*Stated exercise:* Change "broken heart shape" to "torn paper heart" in the entries. Begin at the line that has "Where can you find the man's face", stop after the line that has "Where can you find the finger", and return only those lines, leaving everything else the same.
-- START Dataset content --
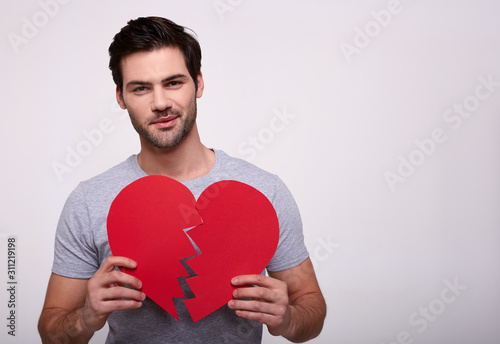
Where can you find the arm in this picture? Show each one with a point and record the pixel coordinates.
-- END Dataset content --
-- START Dataset content --
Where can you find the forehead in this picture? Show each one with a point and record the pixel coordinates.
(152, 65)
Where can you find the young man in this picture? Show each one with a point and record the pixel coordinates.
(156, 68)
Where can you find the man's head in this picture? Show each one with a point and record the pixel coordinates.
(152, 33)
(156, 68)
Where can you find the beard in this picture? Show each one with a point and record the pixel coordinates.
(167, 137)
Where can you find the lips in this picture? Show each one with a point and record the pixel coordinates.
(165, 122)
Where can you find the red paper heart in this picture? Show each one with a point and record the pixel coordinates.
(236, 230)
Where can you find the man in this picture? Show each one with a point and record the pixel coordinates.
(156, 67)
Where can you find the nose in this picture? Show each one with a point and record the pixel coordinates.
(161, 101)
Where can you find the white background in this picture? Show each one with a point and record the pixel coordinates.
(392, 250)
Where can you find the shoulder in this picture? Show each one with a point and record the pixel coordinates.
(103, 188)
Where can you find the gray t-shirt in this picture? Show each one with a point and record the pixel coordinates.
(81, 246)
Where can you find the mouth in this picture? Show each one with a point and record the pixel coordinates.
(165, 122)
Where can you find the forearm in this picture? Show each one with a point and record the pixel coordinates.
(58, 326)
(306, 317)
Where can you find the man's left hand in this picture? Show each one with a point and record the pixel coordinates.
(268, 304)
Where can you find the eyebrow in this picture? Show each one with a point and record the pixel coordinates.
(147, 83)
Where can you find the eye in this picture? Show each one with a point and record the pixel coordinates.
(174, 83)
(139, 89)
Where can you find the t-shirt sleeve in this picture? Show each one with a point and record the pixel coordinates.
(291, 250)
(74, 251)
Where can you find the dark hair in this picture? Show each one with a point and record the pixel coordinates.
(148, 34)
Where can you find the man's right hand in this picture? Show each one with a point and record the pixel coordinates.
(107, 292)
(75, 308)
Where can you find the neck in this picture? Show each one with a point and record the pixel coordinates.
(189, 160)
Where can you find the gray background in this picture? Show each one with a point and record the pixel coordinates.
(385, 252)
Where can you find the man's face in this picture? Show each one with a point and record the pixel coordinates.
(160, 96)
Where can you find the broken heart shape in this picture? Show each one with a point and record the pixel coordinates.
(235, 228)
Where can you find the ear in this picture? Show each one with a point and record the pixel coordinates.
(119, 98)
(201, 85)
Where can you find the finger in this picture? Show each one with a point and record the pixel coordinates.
-- END Dataset content --
*Result of the exercise:*
Where can you find the man's face in this picture? Show each one with a point and record the pixel coordinates.
(160, 96)
Where can you find the torn paper heart in this picture? Show each one with a point and record the pixel coordinates.
(235, 228)
Where can you find the ear in this picture? Show each one with a point and record the pixel coordinates.
(119, 98)
(201, 85)
Where can you find the finger in this picture? Show each one with a point and record the pixel coordinates.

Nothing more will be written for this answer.